> _Passage given_:

□ □ □ □

Based on this new research, API has designed a strategy that we believe is an unusual, human-centered and flexible program of consultation, education, outreach and support to help news organizations enable innovation and problem solving for the future.

We see the key first step for an organization as a personalized assessment of its current culture, structure and processes. The goal of that is to clarify the organization’s mission, set shared priorities, and determine where it needs help in changing the culture.

Based on that assessment an organization would identify what help it needs to implement internal processes that will drive innovation and produce culture change. API is building modules that address different needs with a blend of training, consulting and other support.

[pulldata align=center context=”News organizations can change what they are by changing what they repeatedly do.”]

Some of those modules would help the organization implement processes or structural changes we observed that play a part in creating the culture necessary for innovation. Those include:

  • Put tribes that must collaborate near one another. The groups who need to build working relationships and coordinate frequently should be in walking distance, preferably talking distance. We saw several models for doing this. One example is, make the newsroom an open space that is surrounded by many tribes (photographers, visual artists, designers, product managers, data analysts, etc.) with whom they should collaborate often. We saw that putting such tribes on different floors, or even different buildings, was a crushing burden on their creativity and ability to accomplish major innovations together.
  • Make the people and tribes working on different parts of a company priority accessible to each other. For example, if one of the current mission priorities is to use data better in pursuing growth of revenue and audiences, the people who handle newsroom website analytics must link up with the circulation people who analyze subscriber data, and the marketing people who analyze the commercial value of the audience. These are three different departments and tribes, but to accomplish this innovation they cannot operate in silos.
  • Rearrange physical space. Some aspects of collaboration and communication are greatly driven by the physical environment. Organizations need to figure out how to design shared spaces where collaboration and interaction can happen easily. Another dimension of this is that organizations that want to successfully innovate need to create a physical space that suggests transformation rather than decline. Paint, new carpet, and cleaning up and making the workspace more inviting and encouraging can be a part of this.
  • Implement some core concepts of entrepreneurial culture. Making change in uncertain environments is entirely different than in familiar or defined environments. It is one thing for a company to try to sell advertising for a new section, for instance. It is another to try to build a new revenue model around a set of new businesses inside a news company. Startups who thrive in uncertainty have defined a set of processes and concepts that minimize risk, add flexibility and increase chances of success. News organizations can adopt these ideas and tactics — such as Lean Startup concepts about defining risk and developing learning hypotheses, and ideas such as Minimum Viable Products — to create entrepreneurial energy and freedom within their established company.
  • Create new virtual spaces that are accessible and ambient. There are various new technologies for doing this. For instance, internal chat systems, such as Slack, that everyone in the company uses can help coordinate work. This leads to less email and fewer lengthy meetings. A chat system also helps break down silos by creating virtual “rooms” around roles and projects, breaking out of department silos. Many people can follow conversations, which creates accessibility and greater shared awareness. It is easy to catch up on conversations at your own pace. The goal here is to enable constant, ambient learning, and develop a shared vocabulary by overhearing everyone else.

□ □ □ □

From the passage on newsroom innovation, set down word for word the part starting with "Based on this" and going on through "for the future.".

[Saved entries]

□ □ □ □

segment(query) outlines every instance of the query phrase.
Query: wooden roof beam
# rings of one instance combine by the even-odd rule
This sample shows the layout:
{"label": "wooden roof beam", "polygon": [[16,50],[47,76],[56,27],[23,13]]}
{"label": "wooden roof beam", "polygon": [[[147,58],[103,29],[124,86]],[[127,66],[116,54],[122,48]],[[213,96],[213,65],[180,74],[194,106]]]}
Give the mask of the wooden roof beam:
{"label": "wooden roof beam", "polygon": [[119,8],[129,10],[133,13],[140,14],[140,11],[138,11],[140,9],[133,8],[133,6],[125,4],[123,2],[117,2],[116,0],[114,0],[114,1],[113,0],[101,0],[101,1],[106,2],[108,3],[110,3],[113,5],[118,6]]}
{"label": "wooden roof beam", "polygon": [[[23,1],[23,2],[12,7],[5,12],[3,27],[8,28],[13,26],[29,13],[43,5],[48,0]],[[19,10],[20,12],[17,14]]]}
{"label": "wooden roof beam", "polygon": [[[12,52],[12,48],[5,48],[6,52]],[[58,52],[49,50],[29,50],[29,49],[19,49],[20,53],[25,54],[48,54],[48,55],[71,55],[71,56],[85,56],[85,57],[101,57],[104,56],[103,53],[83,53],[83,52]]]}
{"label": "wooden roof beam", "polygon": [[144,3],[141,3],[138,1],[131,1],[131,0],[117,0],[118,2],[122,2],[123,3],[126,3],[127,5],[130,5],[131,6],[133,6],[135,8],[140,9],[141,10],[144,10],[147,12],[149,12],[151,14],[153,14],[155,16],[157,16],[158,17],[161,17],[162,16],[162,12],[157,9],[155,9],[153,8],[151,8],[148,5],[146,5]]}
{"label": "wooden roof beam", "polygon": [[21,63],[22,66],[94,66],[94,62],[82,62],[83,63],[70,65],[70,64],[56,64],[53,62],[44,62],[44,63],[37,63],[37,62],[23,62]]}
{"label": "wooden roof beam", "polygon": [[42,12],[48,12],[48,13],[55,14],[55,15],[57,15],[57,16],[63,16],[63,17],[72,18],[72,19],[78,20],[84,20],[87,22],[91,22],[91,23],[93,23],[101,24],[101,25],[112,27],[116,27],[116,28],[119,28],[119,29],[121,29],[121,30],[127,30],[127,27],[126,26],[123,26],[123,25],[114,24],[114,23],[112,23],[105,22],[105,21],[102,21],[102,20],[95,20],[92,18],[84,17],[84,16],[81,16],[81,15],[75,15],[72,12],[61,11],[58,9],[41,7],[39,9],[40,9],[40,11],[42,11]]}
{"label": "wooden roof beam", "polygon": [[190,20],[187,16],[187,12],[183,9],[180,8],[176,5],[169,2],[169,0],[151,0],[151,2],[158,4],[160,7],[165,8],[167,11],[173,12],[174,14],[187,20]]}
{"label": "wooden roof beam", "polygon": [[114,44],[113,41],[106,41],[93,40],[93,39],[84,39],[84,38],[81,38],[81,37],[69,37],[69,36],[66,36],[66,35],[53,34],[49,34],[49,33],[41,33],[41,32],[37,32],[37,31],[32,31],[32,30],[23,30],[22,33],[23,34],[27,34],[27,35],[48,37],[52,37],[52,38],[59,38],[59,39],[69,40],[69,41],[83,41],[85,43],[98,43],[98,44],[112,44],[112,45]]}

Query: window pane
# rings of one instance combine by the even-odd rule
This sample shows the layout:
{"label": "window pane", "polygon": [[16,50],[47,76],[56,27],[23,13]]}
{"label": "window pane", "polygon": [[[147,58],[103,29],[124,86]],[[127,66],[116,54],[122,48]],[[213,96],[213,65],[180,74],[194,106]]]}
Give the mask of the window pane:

□ □ □ □

> _Solution to this problem_:
Based on this new research, API has designed a strategy that we believe is an unusual, human-centered and flexible program of consultation, education, outreach and support to help news organizations enable innovation and problem solving for the future.